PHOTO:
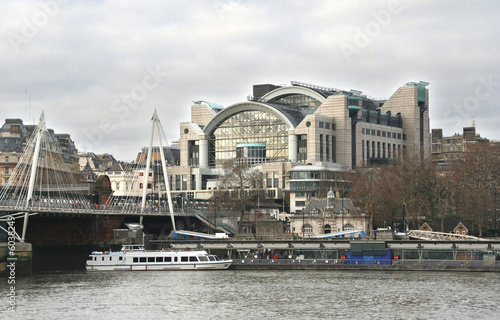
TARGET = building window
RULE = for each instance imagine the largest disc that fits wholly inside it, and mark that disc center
(334, 146)
(249, 127)
(320, 147)
(193, 153)
(180, 182)
(327, 143)
(302, 148)
(348, 227)
(307, 228)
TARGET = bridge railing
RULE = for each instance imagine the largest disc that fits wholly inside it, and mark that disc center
(64, 206)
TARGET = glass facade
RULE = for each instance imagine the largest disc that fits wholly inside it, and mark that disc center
(299, 100)
(267, 132)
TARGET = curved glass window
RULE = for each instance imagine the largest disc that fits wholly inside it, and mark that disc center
(298, 100)
(253, 136)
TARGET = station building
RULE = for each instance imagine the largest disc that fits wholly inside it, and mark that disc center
(310, 128)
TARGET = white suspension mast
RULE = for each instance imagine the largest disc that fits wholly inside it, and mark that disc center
(40, 128)
(148, 165)
(164, 167)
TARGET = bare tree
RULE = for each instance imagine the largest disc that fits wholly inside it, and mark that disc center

• WHAT IS BEING ASKED: Reply with one number, the count of lines in the data that contain "TARGET".

• RESPONSE AREA: 7